AIM OF THE EXERCISE —
Repeat, please, only the lines from the top of the data down to the line with "Pin the sky"; include both of those lines.

········

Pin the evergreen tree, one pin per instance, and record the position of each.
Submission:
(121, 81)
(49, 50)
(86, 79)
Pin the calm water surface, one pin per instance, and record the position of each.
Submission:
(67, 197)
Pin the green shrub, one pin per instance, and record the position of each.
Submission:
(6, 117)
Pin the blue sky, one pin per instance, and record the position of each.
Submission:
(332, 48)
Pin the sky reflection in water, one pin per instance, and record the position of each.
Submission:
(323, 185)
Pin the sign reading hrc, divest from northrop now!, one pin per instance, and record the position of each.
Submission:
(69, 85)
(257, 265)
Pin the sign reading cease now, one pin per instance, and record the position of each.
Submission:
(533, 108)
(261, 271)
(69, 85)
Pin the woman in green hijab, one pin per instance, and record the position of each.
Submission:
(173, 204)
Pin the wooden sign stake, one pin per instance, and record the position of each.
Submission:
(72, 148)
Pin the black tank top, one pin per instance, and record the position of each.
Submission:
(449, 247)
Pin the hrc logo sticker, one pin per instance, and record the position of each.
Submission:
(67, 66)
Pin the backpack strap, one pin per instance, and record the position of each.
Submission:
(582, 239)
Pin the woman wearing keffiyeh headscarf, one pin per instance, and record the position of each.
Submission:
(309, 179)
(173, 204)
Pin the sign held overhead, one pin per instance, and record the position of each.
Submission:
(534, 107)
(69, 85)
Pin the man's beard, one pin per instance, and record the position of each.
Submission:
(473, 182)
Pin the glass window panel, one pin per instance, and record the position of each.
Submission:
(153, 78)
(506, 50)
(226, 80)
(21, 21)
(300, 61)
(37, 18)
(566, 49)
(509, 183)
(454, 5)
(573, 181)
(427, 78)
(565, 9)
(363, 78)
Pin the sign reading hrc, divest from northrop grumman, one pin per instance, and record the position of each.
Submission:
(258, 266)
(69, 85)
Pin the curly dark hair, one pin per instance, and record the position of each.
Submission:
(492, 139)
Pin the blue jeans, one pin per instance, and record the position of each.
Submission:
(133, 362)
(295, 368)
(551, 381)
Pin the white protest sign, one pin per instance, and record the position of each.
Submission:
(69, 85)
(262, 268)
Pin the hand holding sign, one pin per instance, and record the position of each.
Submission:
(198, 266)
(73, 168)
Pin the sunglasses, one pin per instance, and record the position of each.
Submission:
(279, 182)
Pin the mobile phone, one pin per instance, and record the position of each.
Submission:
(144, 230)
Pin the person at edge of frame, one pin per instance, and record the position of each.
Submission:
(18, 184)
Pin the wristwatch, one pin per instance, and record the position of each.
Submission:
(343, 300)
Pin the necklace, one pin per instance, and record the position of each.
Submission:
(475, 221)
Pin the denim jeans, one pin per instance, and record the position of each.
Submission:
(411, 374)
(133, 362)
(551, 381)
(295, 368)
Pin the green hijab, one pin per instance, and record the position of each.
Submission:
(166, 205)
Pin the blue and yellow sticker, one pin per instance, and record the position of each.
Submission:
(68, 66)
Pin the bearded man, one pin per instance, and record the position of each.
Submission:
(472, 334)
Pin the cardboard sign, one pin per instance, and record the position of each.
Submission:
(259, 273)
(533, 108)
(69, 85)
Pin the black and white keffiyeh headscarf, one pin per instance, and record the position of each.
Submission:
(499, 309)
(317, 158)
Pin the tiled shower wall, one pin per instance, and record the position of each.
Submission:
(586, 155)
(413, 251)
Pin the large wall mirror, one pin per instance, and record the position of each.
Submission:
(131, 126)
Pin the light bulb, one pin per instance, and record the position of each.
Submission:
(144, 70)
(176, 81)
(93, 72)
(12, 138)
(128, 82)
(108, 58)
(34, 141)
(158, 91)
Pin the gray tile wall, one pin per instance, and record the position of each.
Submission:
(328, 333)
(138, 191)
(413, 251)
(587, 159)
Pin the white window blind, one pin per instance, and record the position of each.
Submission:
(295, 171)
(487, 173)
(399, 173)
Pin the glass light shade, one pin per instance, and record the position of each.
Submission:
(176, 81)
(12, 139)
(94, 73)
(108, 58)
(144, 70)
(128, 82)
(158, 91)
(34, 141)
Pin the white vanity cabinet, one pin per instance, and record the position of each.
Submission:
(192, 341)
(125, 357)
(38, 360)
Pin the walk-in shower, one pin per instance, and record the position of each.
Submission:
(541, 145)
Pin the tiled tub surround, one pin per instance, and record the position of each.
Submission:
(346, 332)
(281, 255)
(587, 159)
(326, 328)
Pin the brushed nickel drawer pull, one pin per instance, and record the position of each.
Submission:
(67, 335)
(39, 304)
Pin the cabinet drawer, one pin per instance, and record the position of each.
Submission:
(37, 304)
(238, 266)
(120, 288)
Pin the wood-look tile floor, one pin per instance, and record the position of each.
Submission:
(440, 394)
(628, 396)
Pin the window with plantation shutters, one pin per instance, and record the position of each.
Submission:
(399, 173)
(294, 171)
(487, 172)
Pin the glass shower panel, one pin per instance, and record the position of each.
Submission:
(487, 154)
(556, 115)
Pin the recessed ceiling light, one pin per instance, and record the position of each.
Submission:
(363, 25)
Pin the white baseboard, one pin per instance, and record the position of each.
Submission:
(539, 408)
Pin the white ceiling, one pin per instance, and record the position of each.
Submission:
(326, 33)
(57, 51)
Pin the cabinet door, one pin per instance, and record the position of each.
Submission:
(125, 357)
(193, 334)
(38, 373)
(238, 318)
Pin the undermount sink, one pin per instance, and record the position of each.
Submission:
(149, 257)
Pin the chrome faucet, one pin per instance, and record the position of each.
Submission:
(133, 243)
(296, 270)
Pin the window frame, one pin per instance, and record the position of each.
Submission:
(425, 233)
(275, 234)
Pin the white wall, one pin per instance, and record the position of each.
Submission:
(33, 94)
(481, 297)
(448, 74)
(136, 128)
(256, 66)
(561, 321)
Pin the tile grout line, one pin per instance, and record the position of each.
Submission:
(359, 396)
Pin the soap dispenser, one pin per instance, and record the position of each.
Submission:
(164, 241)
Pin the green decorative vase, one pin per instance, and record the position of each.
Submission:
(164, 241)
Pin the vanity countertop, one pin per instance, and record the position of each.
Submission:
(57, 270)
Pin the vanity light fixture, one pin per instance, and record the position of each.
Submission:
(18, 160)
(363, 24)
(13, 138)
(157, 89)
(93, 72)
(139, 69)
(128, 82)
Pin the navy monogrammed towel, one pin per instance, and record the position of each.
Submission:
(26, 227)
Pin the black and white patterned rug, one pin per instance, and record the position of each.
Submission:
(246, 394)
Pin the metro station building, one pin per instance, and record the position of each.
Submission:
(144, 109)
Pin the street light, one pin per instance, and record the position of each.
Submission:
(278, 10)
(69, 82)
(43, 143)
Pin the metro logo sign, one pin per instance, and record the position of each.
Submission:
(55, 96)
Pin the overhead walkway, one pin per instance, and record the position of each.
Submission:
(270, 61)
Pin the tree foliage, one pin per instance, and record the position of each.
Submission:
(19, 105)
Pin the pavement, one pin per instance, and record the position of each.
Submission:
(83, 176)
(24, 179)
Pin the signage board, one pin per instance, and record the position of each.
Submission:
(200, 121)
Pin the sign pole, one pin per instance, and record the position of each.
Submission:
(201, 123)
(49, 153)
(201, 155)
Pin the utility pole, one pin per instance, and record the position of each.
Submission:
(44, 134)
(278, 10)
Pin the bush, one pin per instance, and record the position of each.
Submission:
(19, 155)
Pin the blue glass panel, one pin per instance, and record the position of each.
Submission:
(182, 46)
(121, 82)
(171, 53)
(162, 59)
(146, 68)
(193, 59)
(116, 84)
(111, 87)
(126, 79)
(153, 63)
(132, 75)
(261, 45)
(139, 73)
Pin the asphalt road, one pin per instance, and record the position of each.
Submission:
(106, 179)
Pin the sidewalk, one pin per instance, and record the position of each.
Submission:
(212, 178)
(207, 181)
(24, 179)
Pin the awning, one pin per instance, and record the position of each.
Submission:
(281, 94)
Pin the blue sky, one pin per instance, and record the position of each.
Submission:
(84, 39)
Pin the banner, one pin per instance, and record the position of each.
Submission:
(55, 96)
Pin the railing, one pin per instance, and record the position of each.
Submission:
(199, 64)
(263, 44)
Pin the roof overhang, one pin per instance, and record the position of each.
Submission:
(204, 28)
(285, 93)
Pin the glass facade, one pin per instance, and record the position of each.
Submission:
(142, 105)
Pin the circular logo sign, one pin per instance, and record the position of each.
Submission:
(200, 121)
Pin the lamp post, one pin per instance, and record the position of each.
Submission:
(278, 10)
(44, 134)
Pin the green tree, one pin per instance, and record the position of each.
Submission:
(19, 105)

········

COMPLETED EXERCISE —
Pin the evergreen tree, one pin per instance, and record the position of each.
Submission:
(121, 81)
(49, 50)
(86, 79)
Pin the calm water surface, one pin per instance, and record the position of each.
Submission:
(67, 197)
Pin the green shrub, one pin per instance, and record the position of each.
Submission:
(6, 117)
Pin the blue sky, one pin per instance, and record the position of each.
Submission:
(332, 48)
Pin the sky reflection in water, one pin per instance, and record the position of each.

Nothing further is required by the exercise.